— BEGIN —
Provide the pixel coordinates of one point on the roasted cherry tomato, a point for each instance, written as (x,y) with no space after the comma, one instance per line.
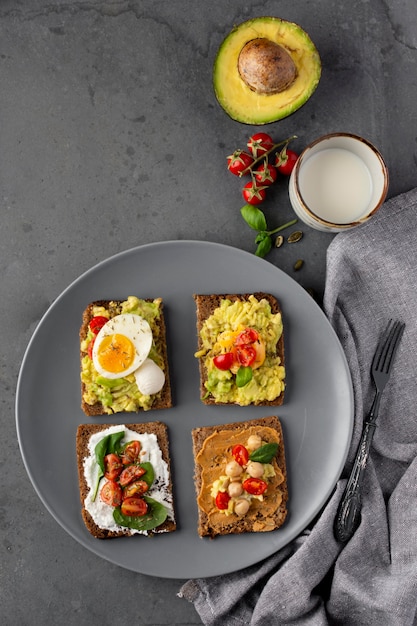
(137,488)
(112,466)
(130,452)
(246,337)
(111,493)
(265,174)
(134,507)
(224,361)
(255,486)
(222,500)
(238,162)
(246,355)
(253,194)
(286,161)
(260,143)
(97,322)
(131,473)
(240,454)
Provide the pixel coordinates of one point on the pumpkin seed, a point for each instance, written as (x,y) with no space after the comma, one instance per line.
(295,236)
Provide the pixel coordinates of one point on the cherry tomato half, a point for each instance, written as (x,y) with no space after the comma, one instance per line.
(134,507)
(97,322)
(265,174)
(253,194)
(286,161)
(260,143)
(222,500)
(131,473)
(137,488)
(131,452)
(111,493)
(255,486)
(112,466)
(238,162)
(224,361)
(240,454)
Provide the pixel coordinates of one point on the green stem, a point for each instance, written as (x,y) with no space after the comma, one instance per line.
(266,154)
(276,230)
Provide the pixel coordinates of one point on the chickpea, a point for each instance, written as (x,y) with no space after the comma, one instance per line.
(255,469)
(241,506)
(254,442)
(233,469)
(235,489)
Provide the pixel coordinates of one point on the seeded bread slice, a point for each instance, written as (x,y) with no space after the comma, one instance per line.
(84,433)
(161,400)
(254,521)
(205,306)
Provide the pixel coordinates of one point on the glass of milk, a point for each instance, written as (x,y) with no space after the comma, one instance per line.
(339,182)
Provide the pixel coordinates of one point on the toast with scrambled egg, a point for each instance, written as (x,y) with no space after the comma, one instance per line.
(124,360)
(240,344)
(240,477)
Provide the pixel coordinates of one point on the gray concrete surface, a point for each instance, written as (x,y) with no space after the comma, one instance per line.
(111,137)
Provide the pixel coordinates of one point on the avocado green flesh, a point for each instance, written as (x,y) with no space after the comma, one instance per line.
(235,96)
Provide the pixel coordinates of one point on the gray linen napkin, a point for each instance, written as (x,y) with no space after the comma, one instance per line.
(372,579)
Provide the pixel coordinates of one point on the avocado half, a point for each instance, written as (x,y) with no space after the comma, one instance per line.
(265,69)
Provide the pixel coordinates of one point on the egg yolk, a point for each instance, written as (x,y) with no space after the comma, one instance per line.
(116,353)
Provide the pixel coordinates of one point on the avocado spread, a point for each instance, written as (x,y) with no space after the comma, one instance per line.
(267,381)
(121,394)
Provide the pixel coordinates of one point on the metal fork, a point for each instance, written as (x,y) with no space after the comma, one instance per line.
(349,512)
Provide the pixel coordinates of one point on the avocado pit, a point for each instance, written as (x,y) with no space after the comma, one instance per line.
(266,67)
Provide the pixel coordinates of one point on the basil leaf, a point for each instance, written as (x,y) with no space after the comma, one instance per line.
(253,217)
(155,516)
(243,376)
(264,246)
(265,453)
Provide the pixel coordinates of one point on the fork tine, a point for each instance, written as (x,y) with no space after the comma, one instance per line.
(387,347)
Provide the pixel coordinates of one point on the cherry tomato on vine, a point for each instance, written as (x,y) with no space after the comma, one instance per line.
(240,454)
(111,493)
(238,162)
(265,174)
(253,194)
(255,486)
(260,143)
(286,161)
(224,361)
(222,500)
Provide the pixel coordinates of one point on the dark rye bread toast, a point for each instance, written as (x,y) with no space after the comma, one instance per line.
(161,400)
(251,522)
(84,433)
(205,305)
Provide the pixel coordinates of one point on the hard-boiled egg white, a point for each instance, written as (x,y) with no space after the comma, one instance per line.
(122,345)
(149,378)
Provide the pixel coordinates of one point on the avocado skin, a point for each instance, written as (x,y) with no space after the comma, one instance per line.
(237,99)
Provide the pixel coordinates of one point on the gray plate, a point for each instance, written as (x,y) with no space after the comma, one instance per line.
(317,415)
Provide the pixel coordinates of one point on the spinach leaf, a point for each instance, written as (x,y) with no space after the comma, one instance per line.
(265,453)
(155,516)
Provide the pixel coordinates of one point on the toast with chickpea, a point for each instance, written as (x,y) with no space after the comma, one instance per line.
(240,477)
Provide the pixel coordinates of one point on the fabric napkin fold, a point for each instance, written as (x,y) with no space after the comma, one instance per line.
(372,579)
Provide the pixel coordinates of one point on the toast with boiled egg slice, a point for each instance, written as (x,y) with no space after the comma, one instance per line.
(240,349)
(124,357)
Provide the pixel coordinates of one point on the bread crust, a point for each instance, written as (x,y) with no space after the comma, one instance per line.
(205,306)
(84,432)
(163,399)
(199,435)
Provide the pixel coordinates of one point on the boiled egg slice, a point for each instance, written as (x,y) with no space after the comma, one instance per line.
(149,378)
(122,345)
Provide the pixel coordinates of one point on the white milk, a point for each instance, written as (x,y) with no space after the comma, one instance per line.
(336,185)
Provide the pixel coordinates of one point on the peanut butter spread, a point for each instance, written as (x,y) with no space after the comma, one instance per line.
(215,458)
— END —
— BEGIN —
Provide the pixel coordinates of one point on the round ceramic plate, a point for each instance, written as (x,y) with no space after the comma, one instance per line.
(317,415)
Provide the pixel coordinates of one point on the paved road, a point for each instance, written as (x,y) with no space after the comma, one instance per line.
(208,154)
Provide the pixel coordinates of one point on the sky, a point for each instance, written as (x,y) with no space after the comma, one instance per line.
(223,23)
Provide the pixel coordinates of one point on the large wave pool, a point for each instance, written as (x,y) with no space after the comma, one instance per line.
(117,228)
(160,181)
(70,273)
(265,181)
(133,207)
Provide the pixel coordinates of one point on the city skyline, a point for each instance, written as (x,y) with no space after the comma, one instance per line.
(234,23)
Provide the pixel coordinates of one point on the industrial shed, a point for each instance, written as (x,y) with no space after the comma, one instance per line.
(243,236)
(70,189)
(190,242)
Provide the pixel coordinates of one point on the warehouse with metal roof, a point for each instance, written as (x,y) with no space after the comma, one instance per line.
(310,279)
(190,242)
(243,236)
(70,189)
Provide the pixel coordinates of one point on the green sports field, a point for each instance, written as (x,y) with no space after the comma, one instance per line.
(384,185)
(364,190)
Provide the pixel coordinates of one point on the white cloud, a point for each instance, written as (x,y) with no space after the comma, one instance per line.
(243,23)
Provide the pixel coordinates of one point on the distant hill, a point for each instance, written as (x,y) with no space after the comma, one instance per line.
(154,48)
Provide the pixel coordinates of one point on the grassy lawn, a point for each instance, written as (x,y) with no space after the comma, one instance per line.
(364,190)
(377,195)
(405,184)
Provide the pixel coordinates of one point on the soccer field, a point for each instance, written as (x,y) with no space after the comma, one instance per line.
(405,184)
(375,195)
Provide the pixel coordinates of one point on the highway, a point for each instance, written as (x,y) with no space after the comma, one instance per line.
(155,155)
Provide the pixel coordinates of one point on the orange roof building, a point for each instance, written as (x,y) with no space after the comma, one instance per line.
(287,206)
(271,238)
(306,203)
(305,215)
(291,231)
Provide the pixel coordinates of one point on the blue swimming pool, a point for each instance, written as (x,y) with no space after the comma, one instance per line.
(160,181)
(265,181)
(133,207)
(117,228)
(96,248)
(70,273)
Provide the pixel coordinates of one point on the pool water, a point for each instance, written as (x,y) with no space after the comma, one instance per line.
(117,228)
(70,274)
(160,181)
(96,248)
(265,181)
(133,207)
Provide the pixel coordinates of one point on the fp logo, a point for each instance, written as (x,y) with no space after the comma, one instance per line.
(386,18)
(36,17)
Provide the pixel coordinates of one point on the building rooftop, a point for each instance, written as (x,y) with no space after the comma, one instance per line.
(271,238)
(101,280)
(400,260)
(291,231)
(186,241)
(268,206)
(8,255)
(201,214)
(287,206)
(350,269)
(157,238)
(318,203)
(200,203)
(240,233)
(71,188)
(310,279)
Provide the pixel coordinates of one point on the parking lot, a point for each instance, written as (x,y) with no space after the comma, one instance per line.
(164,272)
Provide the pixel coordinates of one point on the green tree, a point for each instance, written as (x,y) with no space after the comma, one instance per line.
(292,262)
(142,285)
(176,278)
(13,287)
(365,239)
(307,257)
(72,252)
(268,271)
— END —
To do :: Gather every line in the records above that contains the word "gray", and list them.

Solved problem ::
Provide the pixel coordinates of one point on the gray concrete surface, a point for each instance, written as (x,y) with no space after the comma, one instance per line.
Provide the pixel coordinates of one point on the gray linen napkin, a point for each instance, written as (x,y) with no space after the comma, one instance per line.
Provide the pixel coordinates of one point on the gray plate, a point for each instance, written as (x,y) with no space after the comma, one instance per line.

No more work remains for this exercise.